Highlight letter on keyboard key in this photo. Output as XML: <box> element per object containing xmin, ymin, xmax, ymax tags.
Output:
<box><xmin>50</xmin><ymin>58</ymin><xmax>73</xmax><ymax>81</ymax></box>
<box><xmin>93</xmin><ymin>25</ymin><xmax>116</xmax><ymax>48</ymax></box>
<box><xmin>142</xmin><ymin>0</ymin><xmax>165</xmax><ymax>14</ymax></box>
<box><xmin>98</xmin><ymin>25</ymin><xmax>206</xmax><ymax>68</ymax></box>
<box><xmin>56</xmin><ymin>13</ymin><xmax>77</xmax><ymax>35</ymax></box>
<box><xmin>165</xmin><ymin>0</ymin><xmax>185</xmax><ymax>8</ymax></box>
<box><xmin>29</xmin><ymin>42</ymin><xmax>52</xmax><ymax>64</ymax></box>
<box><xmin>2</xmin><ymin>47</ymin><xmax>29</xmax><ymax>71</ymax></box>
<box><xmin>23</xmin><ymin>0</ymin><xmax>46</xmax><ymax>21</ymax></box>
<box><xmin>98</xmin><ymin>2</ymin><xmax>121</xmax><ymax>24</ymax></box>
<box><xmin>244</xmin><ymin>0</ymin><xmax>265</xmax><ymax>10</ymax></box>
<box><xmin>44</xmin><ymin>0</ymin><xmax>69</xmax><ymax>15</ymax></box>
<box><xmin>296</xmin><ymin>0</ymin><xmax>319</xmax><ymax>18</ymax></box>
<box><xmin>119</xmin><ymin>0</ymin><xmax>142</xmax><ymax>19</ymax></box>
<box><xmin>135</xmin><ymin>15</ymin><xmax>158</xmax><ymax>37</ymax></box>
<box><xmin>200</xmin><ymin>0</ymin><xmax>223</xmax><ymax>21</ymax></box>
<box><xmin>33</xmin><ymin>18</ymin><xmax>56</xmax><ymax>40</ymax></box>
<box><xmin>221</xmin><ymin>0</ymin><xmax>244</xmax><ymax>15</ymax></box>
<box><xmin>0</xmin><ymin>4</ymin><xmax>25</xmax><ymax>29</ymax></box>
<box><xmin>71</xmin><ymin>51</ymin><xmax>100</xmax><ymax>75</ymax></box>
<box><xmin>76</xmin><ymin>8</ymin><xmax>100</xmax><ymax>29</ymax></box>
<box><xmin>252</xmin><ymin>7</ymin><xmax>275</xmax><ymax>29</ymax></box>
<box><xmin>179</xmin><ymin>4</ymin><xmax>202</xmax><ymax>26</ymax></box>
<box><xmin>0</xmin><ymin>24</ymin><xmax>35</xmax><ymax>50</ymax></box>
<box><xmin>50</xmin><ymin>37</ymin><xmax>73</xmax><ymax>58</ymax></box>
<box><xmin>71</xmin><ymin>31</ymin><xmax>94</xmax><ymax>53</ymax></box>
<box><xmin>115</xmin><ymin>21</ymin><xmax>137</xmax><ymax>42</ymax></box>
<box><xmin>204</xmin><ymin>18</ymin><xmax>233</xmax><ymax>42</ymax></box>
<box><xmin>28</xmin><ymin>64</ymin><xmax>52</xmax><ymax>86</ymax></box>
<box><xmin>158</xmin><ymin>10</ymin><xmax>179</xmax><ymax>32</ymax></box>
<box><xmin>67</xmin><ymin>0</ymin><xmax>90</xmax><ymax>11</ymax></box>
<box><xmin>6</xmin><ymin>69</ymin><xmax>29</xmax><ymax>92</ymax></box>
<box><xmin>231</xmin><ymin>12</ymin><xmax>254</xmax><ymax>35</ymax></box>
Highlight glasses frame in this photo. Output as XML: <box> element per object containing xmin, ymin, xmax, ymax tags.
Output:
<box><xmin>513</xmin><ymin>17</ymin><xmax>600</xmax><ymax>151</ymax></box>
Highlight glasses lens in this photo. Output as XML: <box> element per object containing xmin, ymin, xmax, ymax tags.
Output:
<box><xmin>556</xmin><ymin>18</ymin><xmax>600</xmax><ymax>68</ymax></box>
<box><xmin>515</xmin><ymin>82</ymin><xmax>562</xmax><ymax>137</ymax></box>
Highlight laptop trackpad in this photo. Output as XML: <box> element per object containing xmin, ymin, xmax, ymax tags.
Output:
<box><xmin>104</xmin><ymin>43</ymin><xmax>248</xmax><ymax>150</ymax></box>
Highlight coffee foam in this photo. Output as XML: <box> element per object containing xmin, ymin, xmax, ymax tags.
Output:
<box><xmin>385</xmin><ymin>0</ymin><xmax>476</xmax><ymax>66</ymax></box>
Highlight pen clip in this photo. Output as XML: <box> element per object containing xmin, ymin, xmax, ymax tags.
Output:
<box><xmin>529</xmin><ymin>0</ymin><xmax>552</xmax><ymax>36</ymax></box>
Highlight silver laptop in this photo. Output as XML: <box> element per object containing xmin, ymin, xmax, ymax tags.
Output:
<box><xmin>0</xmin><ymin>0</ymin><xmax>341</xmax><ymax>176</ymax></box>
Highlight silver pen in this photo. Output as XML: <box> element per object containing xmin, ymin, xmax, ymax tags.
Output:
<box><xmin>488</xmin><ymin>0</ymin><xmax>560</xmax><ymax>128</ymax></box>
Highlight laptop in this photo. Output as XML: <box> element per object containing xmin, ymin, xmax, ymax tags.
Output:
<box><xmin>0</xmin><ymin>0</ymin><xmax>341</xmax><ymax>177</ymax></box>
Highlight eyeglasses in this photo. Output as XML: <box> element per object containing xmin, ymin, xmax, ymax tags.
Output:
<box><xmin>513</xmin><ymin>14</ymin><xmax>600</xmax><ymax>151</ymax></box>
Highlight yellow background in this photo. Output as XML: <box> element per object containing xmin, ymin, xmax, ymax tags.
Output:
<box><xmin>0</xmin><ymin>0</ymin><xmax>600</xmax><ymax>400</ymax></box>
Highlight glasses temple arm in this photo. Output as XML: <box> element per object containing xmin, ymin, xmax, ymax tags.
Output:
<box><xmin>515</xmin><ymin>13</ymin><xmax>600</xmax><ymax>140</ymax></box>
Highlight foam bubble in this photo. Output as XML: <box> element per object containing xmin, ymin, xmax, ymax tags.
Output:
------------------------------------------------------------
Extract every line in the material above that contains the string "laptop". Case counts, so a line matches only if the letters' case is the same.

Highlight laptop trackpad in this photo. Output as XML: <box> element per object containing xmin, ymin, xmax, ymax tags.
Highlight silver laptop in this photo. Output as XML: <box> element per object containing xmin, ymin, xmax, ymax tags.
Highlight laptop in this photo. Output as XML: <box> element per object containing xmin, ymin, xmax, ymax tags.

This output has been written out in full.